### Fragmento

::::::::

Advierto que utilizaré estos recuerdos para incursionar en el juicio histórico y político. Me tocó vivir en medio de la vorágine de la Revolución cubana y quiero contarlo, aunque solo sea una parte del relato. Tenía quince años cuando Fidel Castro, tras la fuga del dictador Fulgencio Batista, entró en La Habana a bordo de un jeep rodeado de barbudos y de ilusiones. Como nos sucede a todos los cubanos que presenciamos aquellos hechos, se trata de unos recuerdos inolvidables, ya sea para bien o para mal.

Entonces mi punto de vista era el de un precoz adolescente habanero perteneciente a los sectores sociales medios que, como la mayor parte de los jóvenes, detestaba al gobierno que acababa de colapsar y soñaba con un régimen que respetara la ley y protegiera las libertades de los cubanos, como habían prometido los líderes opositores, incluido Fidel Castro, el más notable de todos ellos.

Aquella primera quincena de 1959 fue imborrable. Experimenté intensamente una suerte de felicidad cívica a la que solo volví a asomarme un par de veces: cuando comenzó la transición hacia la democracia en España tras la muerte de Franco —país al que me había trasladado en 1970— y, en noviembre de 1989, cuando los alemanes, llenos de ilusiones, derribaron el Muro de Berlín y comenzó oficialmente el desguace del comunismo europeo. (Aunque ya habíamos visto el primer capítulo en Polonia, en el momento en que Solidaridad, el movimiento fundado por el obrero católico Lech Walesa, barrió a los comunistas en unas elecciones legislativas en el verano de ese mismo año).

La Revolución cubana, en fin, modeló mi vida, a mi pesar, aunque estuviera en la acera de enfrente, tras advertir que forjaban una dictadura comunista. Seguramente, mi existencia hubiera sido otra de haber transcurrido en un país predecible en el que las querellas y pugnas entre sus ciudadanos se hubieran dirimido dentro de las instituciones de derecho, pero no fue así. Desde el inicio de la República, en 1902, imperaba en la Isla la “razón testicular”. Quizás era la herencia de una sociedad que se había creado admirando la valentía de los mambises que lucharon denodadamente por nuestra independencia. Los cambios, pues, se inducían, con frecuencia, a punta de pistola. Existía una especie de sorda reverencia a la violencia y un aprecio suicida por quienes la practicaban.

::::::::

### Objetivo del ejercicio
Por favor, enumera todas las personas que el fragmento sobre la Revolución cubana menciona por su nombre.

[Registros]
::::::::

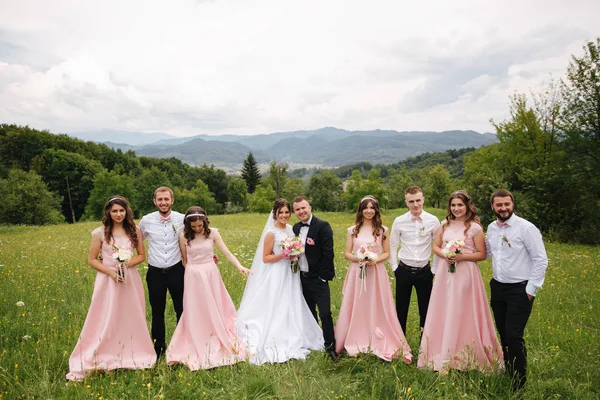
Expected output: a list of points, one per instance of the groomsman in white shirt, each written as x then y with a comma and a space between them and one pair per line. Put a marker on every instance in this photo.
165, 269
414, 233
519, 265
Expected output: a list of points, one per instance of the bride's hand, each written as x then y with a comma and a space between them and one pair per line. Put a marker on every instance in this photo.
245, 272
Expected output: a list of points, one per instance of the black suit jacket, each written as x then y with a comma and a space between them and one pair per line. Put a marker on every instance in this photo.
320, 254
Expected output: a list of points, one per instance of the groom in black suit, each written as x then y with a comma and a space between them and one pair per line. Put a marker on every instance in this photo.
316, 267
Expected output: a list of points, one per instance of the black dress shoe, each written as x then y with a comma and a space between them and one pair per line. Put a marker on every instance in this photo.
332, 354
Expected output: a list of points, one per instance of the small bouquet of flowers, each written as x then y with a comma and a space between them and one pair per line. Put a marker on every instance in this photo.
121, 257
292, 247
365, 255
453, 247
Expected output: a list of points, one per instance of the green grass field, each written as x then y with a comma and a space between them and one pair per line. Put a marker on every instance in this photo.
46, 269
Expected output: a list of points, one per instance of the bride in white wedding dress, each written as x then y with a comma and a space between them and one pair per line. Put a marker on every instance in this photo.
273, 319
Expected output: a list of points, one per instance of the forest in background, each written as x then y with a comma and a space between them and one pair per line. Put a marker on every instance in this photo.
548, 155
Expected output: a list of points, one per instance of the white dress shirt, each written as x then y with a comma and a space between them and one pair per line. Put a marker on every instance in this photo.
303, 233
518, 253
415, 238
163, 238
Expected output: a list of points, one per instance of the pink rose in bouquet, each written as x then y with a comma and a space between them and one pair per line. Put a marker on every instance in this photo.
121, 257
452, 248
292, 247
365, 255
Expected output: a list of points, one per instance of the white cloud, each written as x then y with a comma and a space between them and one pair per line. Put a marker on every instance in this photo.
190, 67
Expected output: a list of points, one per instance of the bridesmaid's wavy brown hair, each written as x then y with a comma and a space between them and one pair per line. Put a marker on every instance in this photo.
359, 219
128, 223
471, 210
190, 216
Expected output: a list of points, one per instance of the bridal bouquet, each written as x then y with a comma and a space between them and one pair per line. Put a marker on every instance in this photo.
365, 255
121, 257
453, 247
292, 247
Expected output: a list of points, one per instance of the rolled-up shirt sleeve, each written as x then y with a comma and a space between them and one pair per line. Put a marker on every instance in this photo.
394, 243
535, 247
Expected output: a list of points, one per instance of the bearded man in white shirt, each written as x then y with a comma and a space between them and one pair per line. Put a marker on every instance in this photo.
414, 233
165, 269
519, 263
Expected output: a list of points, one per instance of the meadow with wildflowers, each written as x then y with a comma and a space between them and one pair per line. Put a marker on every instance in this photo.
46, 285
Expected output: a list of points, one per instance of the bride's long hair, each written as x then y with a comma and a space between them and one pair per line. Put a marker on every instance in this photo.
278, 205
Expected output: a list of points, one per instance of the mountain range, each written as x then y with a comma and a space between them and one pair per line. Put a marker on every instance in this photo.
325, 147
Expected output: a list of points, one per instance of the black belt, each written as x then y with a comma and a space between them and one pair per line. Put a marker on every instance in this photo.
522, 283
414, 270
164, 270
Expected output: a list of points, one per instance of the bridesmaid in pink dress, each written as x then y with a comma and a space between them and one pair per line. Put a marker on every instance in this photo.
115, 334
368, 322
205, 335
459, 332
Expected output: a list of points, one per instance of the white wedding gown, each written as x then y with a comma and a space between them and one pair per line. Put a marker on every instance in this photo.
274, 320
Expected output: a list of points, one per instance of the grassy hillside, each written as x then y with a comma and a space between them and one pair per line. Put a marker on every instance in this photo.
45, 268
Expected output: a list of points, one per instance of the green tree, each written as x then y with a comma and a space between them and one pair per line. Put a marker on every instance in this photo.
251, 173
145, 184
534, 155
325, 191
580, 121
27, 200
292, 189
70, 175
358, 187
262, 199
396, 183
108, 184
238, 194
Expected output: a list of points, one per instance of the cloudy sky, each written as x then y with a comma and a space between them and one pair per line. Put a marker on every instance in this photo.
187, 67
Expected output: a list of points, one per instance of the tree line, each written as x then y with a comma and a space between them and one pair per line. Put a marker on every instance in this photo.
548, 155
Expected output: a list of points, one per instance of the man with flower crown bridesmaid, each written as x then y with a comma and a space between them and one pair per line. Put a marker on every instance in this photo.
316, 267
165, 269
519, 263
414, 232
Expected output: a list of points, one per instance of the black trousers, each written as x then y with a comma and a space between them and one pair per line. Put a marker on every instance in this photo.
512, 309
422, 281
316, 293
159, 281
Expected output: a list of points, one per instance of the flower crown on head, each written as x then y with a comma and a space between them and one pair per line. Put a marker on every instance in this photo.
195, 215
369, 197
461, 192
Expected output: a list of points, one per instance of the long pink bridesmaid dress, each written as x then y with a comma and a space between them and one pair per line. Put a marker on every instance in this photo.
115, 334
368, 322
459, 332
205, 336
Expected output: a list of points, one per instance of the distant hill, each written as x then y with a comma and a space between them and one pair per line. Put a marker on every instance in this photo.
327, 147
121, 137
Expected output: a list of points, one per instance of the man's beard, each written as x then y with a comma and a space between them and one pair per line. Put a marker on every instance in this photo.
503, 219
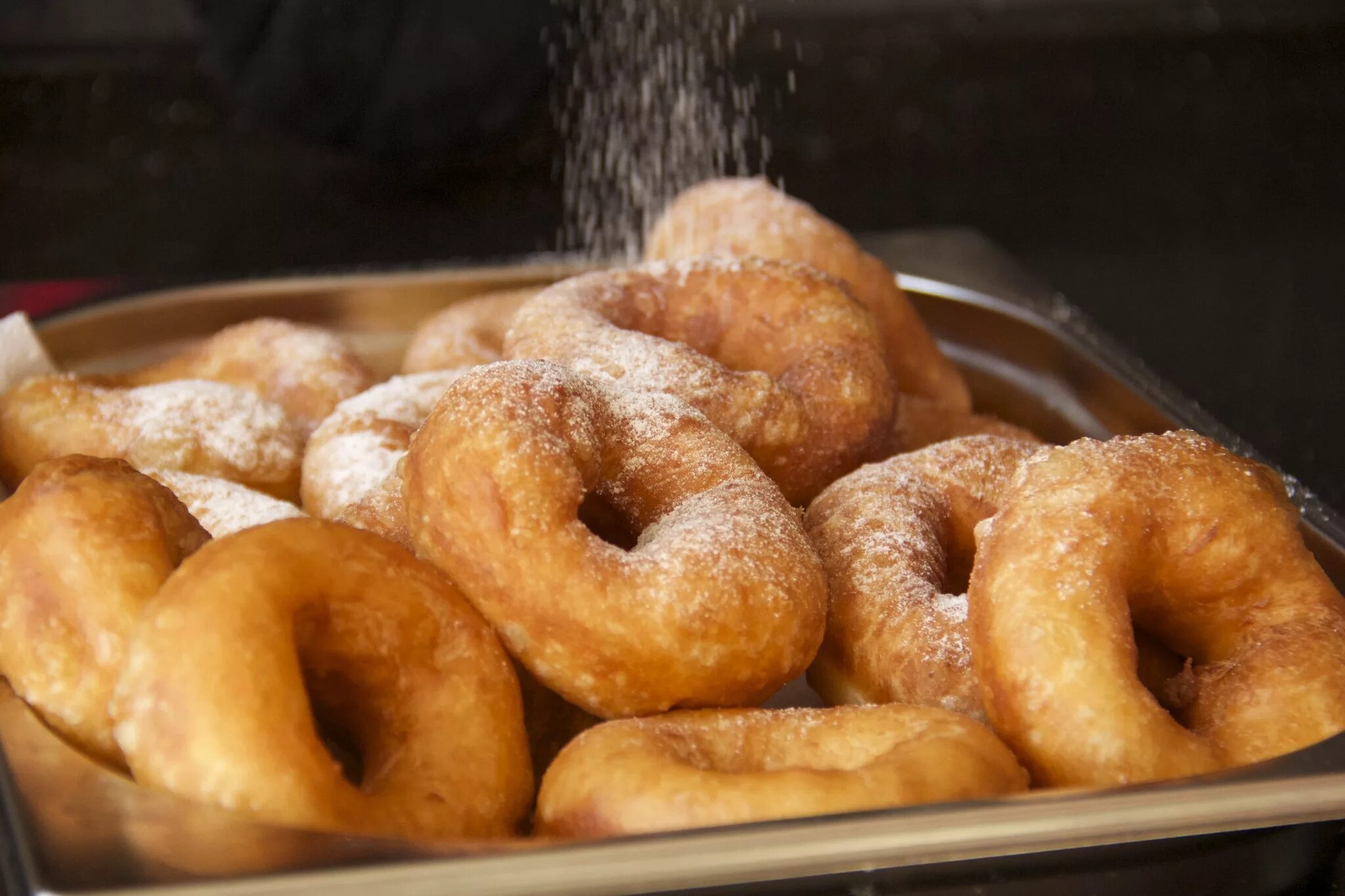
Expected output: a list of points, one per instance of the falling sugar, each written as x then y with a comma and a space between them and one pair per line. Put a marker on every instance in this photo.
649, 106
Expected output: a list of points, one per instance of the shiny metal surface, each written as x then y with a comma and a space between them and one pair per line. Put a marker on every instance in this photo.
76, 826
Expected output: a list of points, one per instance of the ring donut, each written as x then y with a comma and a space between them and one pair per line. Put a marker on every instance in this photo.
1187, 542
748, 217
264, 636
466, 333
920, 423
223, 507
776, 355
720, 602
194, 426
896, 540
711, 767
85, 543
362, 441
304, 370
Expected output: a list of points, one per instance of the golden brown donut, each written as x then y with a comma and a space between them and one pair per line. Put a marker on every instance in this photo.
731, 766
194, 426
269, 636
896, 540
720, 602
362, 441
920, 422
1188, 542
466, 333
223, 507
85, 543
305, 370
748, 217
776, 355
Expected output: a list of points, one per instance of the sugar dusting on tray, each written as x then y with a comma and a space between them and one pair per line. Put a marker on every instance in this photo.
649, 106
22, 355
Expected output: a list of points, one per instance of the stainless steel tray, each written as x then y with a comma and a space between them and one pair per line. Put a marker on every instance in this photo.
74, 826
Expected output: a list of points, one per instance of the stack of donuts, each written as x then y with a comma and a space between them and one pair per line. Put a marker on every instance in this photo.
544, 581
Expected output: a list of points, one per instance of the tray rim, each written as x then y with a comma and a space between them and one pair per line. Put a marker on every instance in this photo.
779, 851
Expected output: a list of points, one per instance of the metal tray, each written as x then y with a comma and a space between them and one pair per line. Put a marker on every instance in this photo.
73, 826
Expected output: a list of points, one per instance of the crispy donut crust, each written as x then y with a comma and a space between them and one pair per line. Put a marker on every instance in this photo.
1188, 542
776, 355
264, 628
466, 333
721, 601
732, 766
195, 426
305, 370
920, 423
361, 444
892, 536
748, 217
85, 543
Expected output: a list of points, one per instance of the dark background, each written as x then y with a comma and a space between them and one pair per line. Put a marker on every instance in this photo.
1172, 167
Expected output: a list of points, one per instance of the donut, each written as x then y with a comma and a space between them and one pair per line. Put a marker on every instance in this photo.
362, 441
921, 422
776, 355
381, 511
705, 767
466, 333
194, 426
304, 370
223, 507
896, 540
85, 543
748, 217
268, 640
720, 601
1179, 538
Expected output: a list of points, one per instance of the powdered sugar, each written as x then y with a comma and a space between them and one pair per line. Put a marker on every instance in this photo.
169, 425
223, 507
365, 438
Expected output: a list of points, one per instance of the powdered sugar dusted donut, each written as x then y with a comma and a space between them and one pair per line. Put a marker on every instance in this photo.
466, 333
748, 217
223, 507
361, 444
896, 538
194, 426
305, 370
721, 599
1179, 538
778, 355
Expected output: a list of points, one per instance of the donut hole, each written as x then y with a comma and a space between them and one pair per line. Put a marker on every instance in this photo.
342, 747
1164, 672
607, 523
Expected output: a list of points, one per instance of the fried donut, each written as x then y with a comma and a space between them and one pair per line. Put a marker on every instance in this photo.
720, 602
223, 507
85, 543
896, 540
1181, 539
194, 426
362, 441
466, 333
921, 422
748, 217
304, 370
776, 355
338, 630
732, 766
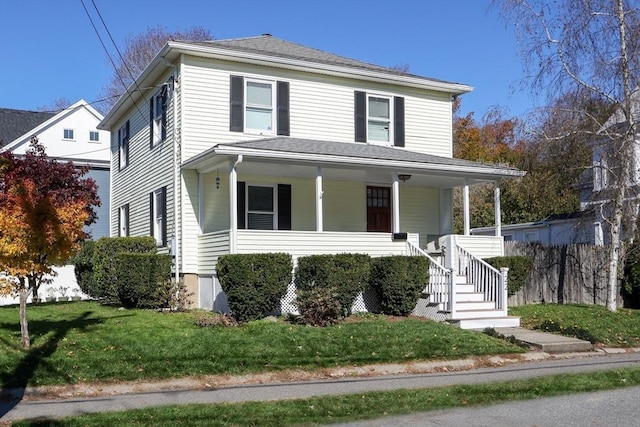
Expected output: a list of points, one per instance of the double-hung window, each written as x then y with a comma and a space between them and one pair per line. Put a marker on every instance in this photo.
123, 146
158, 211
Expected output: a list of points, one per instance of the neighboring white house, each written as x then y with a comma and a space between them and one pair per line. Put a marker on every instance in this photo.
262, 145
70, 135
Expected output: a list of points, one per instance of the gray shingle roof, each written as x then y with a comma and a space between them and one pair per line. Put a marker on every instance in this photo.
273, 46
355, 150
15, 123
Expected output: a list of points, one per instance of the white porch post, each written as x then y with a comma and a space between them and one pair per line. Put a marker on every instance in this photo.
496, 204
233, 206
396, 203
465, 208
319, 209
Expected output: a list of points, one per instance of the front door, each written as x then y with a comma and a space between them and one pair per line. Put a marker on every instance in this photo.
379, 209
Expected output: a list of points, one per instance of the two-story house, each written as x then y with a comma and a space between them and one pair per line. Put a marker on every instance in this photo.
262, 145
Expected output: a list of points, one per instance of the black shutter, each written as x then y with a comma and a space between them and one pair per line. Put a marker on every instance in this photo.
163, 134
151, 122
284, 207
236, 118
360, 111
242, 206
163, 209
398, 121
283, 108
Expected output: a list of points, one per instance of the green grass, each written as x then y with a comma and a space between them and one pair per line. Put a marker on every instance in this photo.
334, 409
593, 323
86, 342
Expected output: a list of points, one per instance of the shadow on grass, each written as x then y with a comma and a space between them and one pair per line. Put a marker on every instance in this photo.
15, 382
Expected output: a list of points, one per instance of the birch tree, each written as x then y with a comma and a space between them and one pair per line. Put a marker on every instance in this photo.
591, 46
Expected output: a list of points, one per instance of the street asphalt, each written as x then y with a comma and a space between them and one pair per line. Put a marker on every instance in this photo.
540, 365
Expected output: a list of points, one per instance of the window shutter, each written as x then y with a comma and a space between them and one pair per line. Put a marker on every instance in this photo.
360, 110
284, 207
163, 209
283, 108
398, 121
242, 205
151, 121
236, 118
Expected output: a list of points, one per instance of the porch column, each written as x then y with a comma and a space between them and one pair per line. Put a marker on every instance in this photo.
465, 209
496, 205
319, 219
233, 206
396, 203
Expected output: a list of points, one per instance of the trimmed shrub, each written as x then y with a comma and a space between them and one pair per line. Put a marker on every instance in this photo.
254, 283
519, 268
105, 263
83, 266
346, 275
399, 280
142, 280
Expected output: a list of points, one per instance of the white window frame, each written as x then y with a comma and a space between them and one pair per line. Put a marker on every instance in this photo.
158, 112
274, 213
123, 220
247, 129
158, 219
370, 118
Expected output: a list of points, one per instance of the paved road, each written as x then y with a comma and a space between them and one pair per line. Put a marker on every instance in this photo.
617, 408
263, 392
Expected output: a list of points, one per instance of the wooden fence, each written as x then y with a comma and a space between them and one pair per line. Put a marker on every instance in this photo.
567, 274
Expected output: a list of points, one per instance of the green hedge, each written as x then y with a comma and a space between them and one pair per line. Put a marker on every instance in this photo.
142, 279
519, 268
399, 280
254, 283
346, 275
105, 262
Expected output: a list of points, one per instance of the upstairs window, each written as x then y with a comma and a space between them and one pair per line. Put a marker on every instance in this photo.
259, 106
379, 119
158, 117
123, 146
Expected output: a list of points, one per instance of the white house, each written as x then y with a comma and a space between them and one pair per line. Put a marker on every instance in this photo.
262, 145
70, 135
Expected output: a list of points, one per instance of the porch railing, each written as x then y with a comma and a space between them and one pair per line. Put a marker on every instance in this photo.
492, 283
440, 286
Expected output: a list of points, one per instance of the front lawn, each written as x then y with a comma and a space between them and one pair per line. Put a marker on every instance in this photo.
87, 342
590, 322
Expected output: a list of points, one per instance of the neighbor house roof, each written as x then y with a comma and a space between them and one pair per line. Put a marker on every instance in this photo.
15, 123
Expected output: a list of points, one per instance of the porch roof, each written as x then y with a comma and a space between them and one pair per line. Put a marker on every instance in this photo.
344, 154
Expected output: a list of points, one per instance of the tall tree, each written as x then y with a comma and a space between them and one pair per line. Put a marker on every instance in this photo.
138, 51
44, 206
578, 46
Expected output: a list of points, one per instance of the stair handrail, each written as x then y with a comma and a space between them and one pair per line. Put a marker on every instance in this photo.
485, 277
440, 286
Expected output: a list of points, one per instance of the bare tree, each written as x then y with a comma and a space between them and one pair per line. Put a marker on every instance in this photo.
137, 53
578, 46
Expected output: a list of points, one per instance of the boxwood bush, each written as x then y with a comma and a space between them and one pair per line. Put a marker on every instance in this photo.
399, 280
343, 275
141, 279
105, 263
519, 268
254, 283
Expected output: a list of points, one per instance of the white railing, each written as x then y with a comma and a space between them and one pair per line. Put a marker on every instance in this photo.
440, 286
492, 283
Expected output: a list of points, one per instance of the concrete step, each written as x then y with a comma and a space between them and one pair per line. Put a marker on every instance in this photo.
487, 322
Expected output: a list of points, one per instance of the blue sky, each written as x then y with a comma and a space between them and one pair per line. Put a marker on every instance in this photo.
48, 48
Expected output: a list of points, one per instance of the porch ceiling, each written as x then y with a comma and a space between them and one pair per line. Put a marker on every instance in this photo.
284, 156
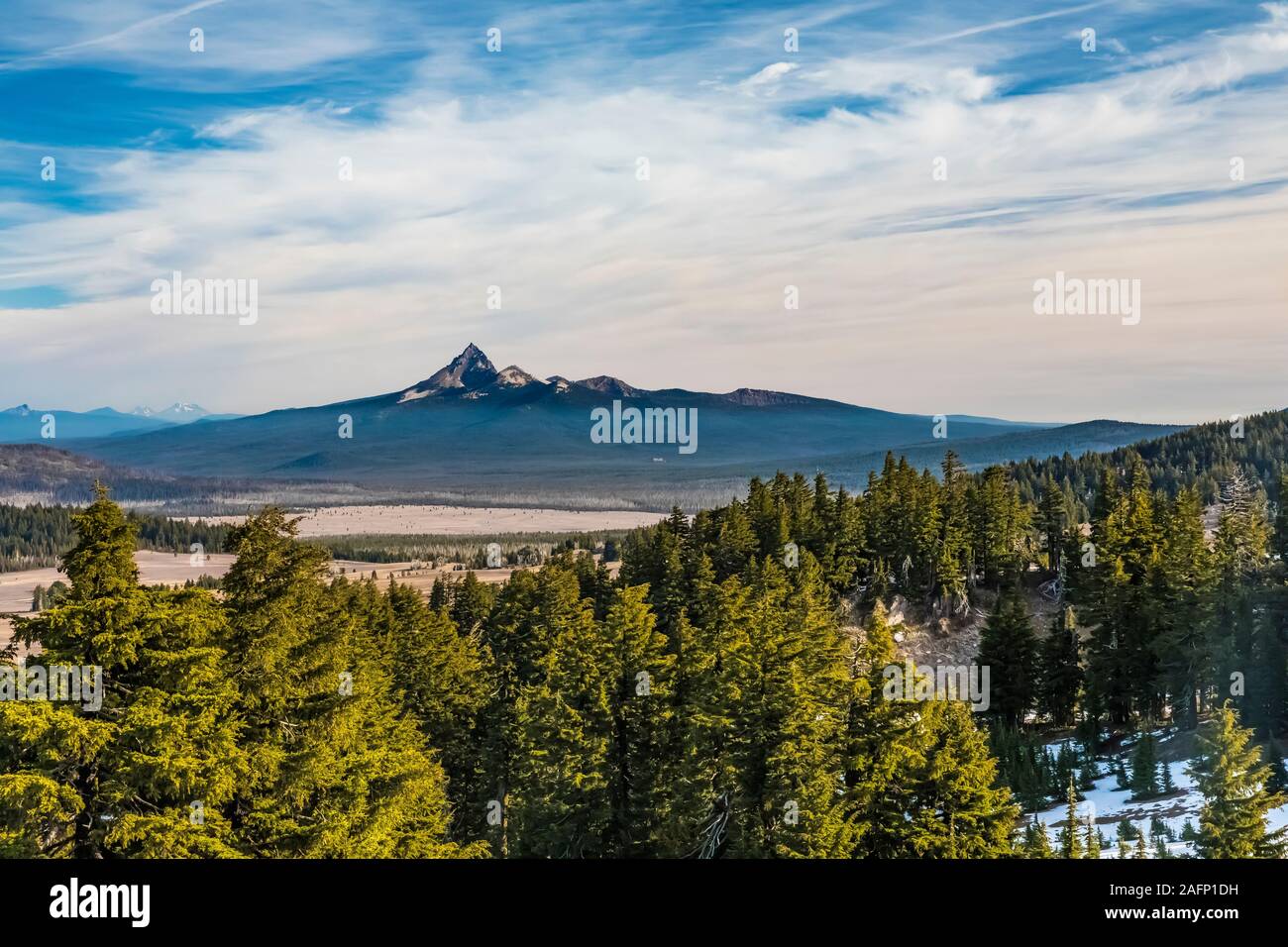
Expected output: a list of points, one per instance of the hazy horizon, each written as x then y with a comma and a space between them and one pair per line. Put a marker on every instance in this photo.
911, 171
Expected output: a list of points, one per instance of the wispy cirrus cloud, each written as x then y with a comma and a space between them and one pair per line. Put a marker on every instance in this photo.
767, 167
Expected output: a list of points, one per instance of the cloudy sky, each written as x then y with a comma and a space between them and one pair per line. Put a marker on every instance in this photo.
767, 166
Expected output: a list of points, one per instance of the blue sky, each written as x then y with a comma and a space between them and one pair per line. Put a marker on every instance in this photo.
767, 167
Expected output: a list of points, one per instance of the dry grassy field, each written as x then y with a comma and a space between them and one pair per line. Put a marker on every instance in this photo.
167, 569
456, 521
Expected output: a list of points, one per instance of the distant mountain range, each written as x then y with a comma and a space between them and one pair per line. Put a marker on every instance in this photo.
471, 428
25, 424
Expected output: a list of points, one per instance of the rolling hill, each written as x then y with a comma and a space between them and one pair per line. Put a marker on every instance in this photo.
473, 427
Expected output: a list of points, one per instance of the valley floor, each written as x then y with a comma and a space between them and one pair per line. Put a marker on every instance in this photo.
456, 521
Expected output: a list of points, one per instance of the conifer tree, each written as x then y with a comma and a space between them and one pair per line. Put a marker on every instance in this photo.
1070, 843
153, 770
1059, 671
1009, 647
1094, 839
1144, 768
1035, 841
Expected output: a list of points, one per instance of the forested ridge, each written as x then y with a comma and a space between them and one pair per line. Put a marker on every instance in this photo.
720, 696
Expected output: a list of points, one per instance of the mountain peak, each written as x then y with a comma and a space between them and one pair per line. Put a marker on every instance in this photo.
468, 371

::::::::

### Respuesta
- Fidel Castro
- Fulgencio Batista
- Franco
- Lech Walesa